▸ Provided entries
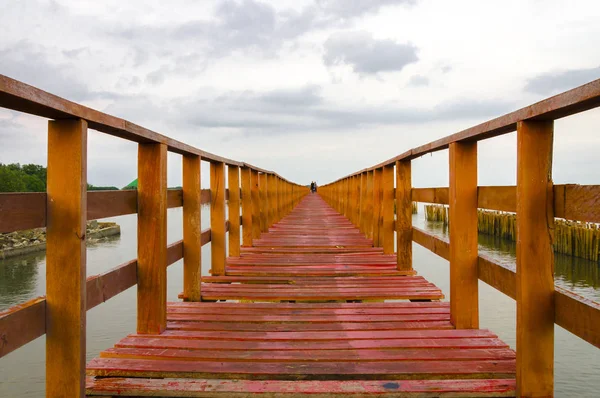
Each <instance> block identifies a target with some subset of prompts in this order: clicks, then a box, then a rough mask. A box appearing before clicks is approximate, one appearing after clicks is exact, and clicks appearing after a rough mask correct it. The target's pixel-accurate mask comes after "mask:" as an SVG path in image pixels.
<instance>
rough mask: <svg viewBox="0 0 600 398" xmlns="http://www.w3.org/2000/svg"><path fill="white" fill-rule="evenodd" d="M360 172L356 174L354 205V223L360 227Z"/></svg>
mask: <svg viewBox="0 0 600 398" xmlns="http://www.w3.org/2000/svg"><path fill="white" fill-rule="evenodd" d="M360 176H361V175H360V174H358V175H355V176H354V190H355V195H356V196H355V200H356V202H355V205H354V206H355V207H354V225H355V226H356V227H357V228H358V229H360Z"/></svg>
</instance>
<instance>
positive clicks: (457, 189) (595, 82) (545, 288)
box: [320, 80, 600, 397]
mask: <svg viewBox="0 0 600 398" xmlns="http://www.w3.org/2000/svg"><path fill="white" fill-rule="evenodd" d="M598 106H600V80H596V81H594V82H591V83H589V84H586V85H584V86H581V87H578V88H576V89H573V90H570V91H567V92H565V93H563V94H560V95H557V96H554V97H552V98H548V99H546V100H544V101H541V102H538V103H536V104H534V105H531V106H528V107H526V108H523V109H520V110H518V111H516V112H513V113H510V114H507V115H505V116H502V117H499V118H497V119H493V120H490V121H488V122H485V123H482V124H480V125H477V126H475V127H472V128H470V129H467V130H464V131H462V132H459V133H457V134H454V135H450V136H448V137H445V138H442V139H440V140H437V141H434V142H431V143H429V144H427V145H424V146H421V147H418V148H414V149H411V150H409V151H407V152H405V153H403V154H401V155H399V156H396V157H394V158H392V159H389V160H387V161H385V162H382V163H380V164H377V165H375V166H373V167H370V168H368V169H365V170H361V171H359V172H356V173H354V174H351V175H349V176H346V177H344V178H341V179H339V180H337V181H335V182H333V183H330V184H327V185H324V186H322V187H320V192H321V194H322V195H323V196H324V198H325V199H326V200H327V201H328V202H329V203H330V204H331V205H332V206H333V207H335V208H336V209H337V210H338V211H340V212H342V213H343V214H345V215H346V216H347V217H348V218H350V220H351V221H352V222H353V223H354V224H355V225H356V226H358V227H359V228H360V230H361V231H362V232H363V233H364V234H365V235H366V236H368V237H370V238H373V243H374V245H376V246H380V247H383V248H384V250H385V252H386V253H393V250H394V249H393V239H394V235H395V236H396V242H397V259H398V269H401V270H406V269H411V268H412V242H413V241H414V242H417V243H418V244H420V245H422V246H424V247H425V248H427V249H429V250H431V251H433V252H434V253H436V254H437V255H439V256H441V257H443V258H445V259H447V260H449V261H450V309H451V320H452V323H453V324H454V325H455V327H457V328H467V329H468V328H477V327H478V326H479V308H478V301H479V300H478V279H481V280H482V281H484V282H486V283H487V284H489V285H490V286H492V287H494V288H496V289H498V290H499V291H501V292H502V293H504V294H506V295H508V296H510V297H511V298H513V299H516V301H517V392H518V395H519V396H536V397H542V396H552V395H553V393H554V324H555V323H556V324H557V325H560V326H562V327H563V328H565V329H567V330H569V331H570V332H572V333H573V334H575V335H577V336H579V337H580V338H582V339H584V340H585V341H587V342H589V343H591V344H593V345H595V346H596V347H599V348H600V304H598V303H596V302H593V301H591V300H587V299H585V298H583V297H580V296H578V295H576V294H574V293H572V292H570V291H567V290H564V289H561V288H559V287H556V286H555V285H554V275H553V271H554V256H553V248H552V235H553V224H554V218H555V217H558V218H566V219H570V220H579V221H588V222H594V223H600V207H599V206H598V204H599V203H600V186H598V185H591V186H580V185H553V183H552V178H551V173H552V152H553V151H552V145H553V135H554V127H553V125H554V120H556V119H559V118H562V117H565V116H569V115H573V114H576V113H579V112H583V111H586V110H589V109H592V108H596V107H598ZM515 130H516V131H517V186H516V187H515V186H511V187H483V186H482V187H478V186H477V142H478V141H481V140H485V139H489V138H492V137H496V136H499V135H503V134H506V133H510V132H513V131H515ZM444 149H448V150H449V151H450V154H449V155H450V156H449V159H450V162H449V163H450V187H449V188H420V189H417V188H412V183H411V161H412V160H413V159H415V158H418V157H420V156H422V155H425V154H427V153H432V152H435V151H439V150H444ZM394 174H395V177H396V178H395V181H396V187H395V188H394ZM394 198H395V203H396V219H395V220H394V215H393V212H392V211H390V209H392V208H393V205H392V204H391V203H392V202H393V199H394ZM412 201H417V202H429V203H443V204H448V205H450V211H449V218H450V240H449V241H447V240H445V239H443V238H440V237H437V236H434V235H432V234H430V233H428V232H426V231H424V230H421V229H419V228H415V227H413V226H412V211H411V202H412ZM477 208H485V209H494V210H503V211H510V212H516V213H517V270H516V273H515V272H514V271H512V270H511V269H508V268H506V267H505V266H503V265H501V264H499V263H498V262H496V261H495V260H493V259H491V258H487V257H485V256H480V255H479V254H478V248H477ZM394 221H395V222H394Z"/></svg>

▸ What to do
Rewrite the records with every "rough mask" changed to "coarse mask" and everything else unchanged. Omit the pictures.

▸ Response
Each <instance> block identifies a target with some subset of prompts in this order: clicks, then a box, then a coarse mask. A box appearing before clicks is approximate, one appearing after clicks is exact, and clicks appearing after a coarse mask correct it. The target's pixel-accurate mask comes after "mask:" as an SVG path in image pixels.
<instance>
coarse mask: <svg viewBox="0 0 600 398" xmlns="http://www.w3.org/2000/svg"><path fill="white" fill-rule="evenodd" d="M360 172L356 174L354 205V223L360 227Z"/></svg>
mask: <svg viewBox="0 0 600 398" xmlns="http://www.w3.org/2000/svg"><path fill="white" fill-rule="evenodd" d="M360 176H361V175H360V174H358V175H355V176H354V190H355V195H356V196H355V200H356V202H355V205H354V206H355V207H354V225H355V226H356V227H357V228H358V229H360Z"/></svg>
</instance>
<instance>
positive clicks: (457, 189) (595, 82) (545, 288)
box: [320, 80, 600, 397]
mask: <svg viewBox="0 0 600 398" xmlns="http://www.w3.org/2000/svg"><path fill="white" fill-rule="evenodd" d="M598 106H600V80H596V81H594V82H591V83H589V84H586V85H584V86H581V87H578V88H576V89H573V90H570V91H567V92H565V93H563V94H560V95H557V96H554V97H552V98H548V99H546V100H544V101H541V102H538V103H536V104H534V105H531V106H528V107H526V108H523V109H520V110H518V111H516V112H513V113H510V114H507V115H505V116H502V117H499V118H497V119H493V120H490V121H488V122H485V123H482V124H480V125H477V126H475V127H472V128H470V129H467V130H464V131H462V132H459V133H457V134H454V135H450V136H448V137H445V138H442V139H440V140H437V141H434V142H431V143H429V144H427V145H424V146H421V147H418V148H414V149H411V150H409V151H407V152H405V153H403V154H401V155H399V156H396V157H394V158H392V159H389V160H387V161H385V162H382V163H380V164H377V165H375V166H373V167H370V168H368V169H365V170H361V171H359V172H356V173H354V174H351V175H349V176H346V177H344V178H341V179H339V180H337V181H335V182H333V183H330V184H327V185H324V186H322V187H320V192H321V194H322V195H323V196H324V198H325V199H326V200H327V201H328V202H329V203H330V204H331V205H332V206H333V207H335V208H336V209H337V210H338V211H340V212H342V213H343V214H345V215H346V216H347V217H348V218H350V220H351V221H352V222H353V223H354V224H355V225H356V226H358V227H359V228H360V230H361V231H362V232H363V233H364V234H365V235H366V236H368V237H370V238H373V243H374V245H376V246H380V247H383V248H384V250H385V252H386V253H393V250H394V249H393V239H394V235H395V236H396V242H397V259H398V269H401V270H406V269H411V268H412V242H413V241H414V242H417V243H418V244H420V245H422V246H424V247H425V248H427V249H429V250H431V251H433V252H434V253H436V254H437V255H439V256H441V257H443V258H445V259H447V260H449V261H450V309H451V320H452V323H453V324H454V325H455V327H457V328H467V329H468V328H477V327H478V326H479V308H478V301H479V300H478V279H481V280H482V281H484V282H486V283H487V284H489V285H490V286H492V287H494V288H496V289H498V290H499V291H501V292H502V293H504V294H506V295H508V296H510V297H511V298H513V299H516V301H517V392H518V395H519V396H536V397H542V396H552V395H553V393H554V324H555V323H556V324H557V325H560V326H562V327H563V328H565V329H567V330H569V331H570V332H572V333H573V334H575V335H577V336H579V337H580V338H582V339H584V340H585V341H587V342H589V343H591V344H593V345H595V346H596V347H599V348H600V304H598V303H596V302H593V301H591V300H587V299H585V298H583V297H580V296H578V295H576V294H574V293H572V292H570V291H567V290H564V289H561V288H559V287H556V286H555V285H554V275H553V271H554V256H553V248H552V235H553V224H554V218H555V217H558V218H566V219H570V220H579V221H588V222H594V223H600V207H599V206H598V204H599V203H600V186H598V185H591V186H580V185H553V183H552V178H551V173H552V152H553V151H552V145H553V135H554V127H553V125H554V120H556V119H559V118H562V117H565V116H569V115H573V114H576V113H579V112H583V111H586V110H589V109H592V108H596V107H598ZM515 130H516V131H517V186H516V187H515V186H511V187H483V186H482V187H478V186H477V142H478V141H481V140H485V139H489V138H492V137H496V136H499V135H503V134H506V133H510V132H513V131H515ZM444 149H448V150H449V151H450V154H449V155H450V156H449V159H450V162H449V163H450V187H449V188H420V189H417V188H412V183H411V161H412V160H413V159H415V158H418V157H420V156H422V155H425V154H427V153H432V152H435V151H439V150H444ZM394 174H395V177H396V178H395V181H396V187H395V188H394ZM394 198H395V203H396V219H395V220H394V215H393V212H392V211H390V209H392V208H393V205H392V204H391V203H392V202H393V199H394ZM412 201H417V202H429V203H443V204H448V205H450V211H449V218H450V240H449V241H447V240H445V239H443V238H440V237H437V236H434V235H432V234H430V233H428V232H426V231H424V230H421V229H419V228H415V227H413V226H412V211H411V202H412ZM477 208H485V209H494V210H503V211H510V212H516V213H517V270H516V273H515V272H514V271H512V270H511V269H508V268H506V267H505V266H503V265H501V264H499V263H498V262H496V261H495V260H493V259H491V258H487V257H485V256H480V255H479V254H478V248H477ZM394 221H395V222H394Z"/></svg>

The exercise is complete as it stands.